[Start of Provided records]

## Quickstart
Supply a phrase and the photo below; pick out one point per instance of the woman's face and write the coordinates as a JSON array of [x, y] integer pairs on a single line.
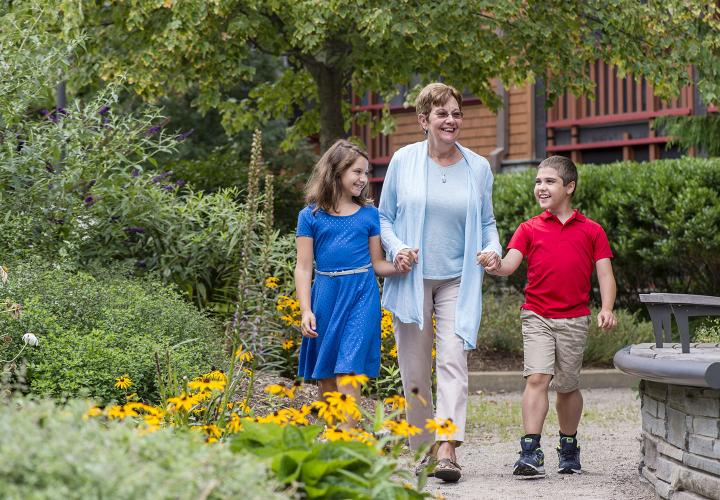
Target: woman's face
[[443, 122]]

[End of Provided records]
[Start of Provided records]

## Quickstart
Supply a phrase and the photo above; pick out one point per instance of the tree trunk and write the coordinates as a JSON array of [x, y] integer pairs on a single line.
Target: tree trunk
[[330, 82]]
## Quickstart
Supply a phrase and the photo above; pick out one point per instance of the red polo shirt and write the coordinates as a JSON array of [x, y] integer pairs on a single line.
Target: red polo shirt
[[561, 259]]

[End of Provided records]
[Start of Provided records]

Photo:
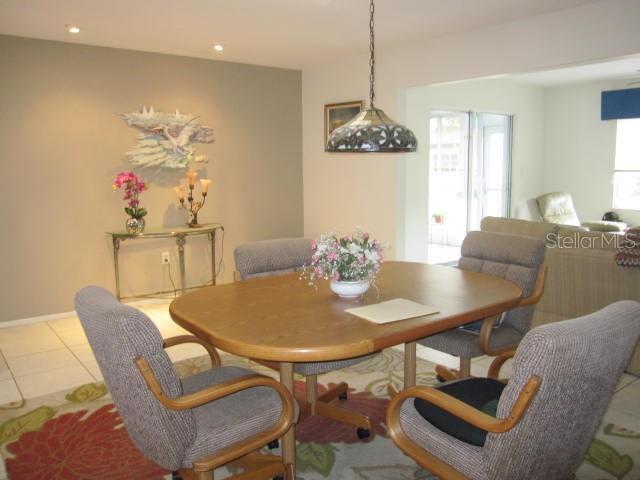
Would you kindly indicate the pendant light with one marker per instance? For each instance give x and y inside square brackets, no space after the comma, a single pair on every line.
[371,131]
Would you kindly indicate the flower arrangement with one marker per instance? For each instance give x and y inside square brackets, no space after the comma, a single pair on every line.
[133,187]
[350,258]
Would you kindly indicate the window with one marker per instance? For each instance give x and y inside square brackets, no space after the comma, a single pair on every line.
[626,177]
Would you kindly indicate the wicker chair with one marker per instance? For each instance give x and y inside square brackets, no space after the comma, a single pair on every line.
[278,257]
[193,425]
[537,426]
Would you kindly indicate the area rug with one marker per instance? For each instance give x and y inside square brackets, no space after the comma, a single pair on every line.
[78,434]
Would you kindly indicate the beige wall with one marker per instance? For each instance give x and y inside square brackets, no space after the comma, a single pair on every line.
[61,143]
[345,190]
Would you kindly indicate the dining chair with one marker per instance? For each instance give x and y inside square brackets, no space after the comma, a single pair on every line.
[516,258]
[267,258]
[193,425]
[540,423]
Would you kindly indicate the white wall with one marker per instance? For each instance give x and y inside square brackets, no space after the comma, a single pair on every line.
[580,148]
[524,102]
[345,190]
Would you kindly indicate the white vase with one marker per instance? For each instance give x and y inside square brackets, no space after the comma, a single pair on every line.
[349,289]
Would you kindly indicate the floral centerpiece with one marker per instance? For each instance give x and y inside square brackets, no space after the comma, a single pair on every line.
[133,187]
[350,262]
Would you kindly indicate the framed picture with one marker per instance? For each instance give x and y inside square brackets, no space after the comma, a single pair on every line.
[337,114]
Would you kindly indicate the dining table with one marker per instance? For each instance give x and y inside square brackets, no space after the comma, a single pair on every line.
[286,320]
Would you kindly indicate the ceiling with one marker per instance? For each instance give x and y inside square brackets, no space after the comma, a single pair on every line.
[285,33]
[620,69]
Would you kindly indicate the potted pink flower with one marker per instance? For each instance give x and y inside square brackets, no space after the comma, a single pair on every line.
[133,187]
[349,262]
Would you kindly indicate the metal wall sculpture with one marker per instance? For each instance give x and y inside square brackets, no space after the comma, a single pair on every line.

[End of Provided records]

_Given request_:
Please find each row above that contains the word "face" and copy those rows in full.

_Task output_:
Supply a phrase and the photo below; pick out one point per instance of the woman's face and write the coordinates as a JSON array of [x, y] integer pairs on a single line.
Target: woman's face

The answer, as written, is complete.